● Selected passage:
•••••

Monday, December 10, 2007

An ode to my self

I had a massage last Friday evening. It was heavenly, and as I was having my body kneaded and pulled and stroked, I thought about how wonderful I felt to not be judged by my body, just have it attended to lovingly. (As an actor, you are judged all the time, trust me, you just walk into the waiting room for an audition and the comparisons start to fly.) I was asked if I had any particular areas that needed attention and how much pressure would be good. With every efficient stroke, I thought this was how I was going to treat myself as I lose weight. For every five pounds, I will reward myself with a massage and not a piece of cake. Or a pedicure or reflexology or something like that.

It reminded me that though it is far from perfect, it has served me (for the most part) pretty well. Thinking of PJ's post about self esteem, I actually composed a poem to my body as I lay there in bliss. I don't remember most of it, but it went something like this.

•••••

● Exercises:
1/ Rewrite the paragraph of the blog post that opens "I had a massage last Friday evening" as a shorter version that keeps its main facts.
2/ Print the part of the blog post that begins at the words "It reminded me" and ends after "something like this.".

(Collected data entries)

•••••

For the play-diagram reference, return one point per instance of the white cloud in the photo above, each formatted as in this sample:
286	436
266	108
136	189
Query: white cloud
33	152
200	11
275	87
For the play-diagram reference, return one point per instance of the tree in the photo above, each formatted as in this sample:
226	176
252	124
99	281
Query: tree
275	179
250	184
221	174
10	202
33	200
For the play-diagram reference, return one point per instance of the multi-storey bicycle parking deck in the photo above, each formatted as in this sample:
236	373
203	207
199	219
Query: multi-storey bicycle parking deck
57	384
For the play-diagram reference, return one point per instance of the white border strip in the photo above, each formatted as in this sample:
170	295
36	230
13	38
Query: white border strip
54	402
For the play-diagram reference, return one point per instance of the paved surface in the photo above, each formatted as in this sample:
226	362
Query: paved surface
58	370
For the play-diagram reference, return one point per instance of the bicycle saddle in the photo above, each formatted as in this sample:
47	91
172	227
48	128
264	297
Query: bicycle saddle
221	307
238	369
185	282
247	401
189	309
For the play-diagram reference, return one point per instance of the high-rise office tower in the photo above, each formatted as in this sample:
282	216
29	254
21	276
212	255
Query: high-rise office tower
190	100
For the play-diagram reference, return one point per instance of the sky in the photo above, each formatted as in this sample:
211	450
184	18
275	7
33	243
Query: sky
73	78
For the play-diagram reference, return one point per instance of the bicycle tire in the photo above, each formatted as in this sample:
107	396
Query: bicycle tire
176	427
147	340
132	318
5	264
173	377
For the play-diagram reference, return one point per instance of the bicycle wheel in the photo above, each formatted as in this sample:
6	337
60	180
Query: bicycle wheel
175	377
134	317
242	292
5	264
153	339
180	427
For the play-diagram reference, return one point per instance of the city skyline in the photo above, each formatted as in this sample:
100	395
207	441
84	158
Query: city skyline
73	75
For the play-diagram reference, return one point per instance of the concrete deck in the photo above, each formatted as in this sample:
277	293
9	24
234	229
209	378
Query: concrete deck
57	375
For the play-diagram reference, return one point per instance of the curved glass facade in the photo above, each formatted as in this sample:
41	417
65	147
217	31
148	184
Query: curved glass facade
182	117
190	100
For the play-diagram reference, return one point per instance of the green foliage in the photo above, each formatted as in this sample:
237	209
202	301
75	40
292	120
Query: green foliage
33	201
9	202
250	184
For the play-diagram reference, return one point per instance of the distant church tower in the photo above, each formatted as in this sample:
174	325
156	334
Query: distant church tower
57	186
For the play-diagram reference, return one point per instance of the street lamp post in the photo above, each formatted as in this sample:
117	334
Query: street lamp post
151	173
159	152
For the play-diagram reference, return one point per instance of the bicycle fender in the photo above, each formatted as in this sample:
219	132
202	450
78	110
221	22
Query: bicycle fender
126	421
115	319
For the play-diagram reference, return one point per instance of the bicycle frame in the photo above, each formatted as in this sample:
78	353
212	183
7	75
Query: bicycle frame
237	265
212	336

•••••

● Answers for this exercise:
1/ Last Friday evening I had a massage that felt heavenly. It was a relief to have my body cared for without being judged, unlike at acting auditions, where comparisons start in the waiting room. I was asked which areas needed attention and how much pressure I wanted. I decided to treat myself this way as I lose weight: for every five pounds lost, I will reward myself with a massage instead of cake, or with a pedicure, reflexology, or something similar.

2/
It reminded me that though it is far from perfect, it has served me (for the most part) pretty well. Thinking of PJ's post about self esteem, I actually composed a poem to my body as I lay there in bliss. I don't remember most of it, but it went something like this.